(Dataset entries)
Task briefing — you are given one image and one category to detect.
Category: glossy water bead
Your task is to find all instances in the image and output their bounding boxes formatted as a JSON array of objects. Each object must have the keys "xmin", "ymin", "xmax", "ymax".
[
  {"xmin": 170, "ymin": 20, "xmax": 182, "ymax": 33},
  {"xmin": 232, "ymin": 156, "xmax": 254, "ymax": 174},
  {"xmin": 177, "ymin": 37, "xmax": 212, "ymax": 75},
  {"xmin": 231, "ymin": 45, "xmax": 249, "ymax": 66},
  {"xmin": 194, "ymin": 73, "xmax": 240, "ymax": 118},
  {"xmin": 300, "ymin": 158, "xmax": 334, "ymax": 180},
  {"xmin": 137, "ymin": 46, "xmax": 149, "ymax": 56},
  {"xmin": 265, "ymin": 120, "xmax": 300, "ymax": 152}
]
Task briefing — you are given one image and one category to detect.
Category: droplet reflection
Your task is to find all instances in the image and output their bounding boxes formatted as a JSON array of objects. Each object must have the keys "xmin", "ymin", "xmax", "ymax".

- **EXERCISE DETAILS**: All of the entries must be printed again exactly as given.

- **OUTPUT FOR THIS EXERCISE**:
Task briefing — you are given one image and one category to detect.
Category: glossy water bead
Your task is to find all instances in the image and output their bounding boxes formatted as a JSON array of objects. Each object must have the keys "xmin", "ymin", "xmax", "ymax".
[
  {"xmin": 170, "ymin": 20, "xmax": 182, "ymax": 33},
  {"xmin": 232, "ymin": 156, "xmax": 254, "ymax": 174},
  {"xmin": 177, "ymin": 37, "xmax": 212, "ymax": 75},
  {"xmin": 231, "ymin": 45, "xmax": 249, "ymax": 66},
  {"xmin": 194, "ymin": 73, "xmax": 240, "ymax": 118},
  {"xmin": 300, "ymin": 158, "xmax": 334, "ymax": 180},
  {"xmin": 137, "ymin": 46, "xmax": 149, "ymax": 56},
  {"xmin": 265, "ymin": 120, "xmax": 300, "ymax": 152}
]
Task briefing — you are given one image and one category to detect.
Category: droplet reflection
Your task is to find all instances in the image and output their bounding boxes formatted as a JSON array of objects. Each object must have the keys "xmin", "ymin", "xmax", "ymax".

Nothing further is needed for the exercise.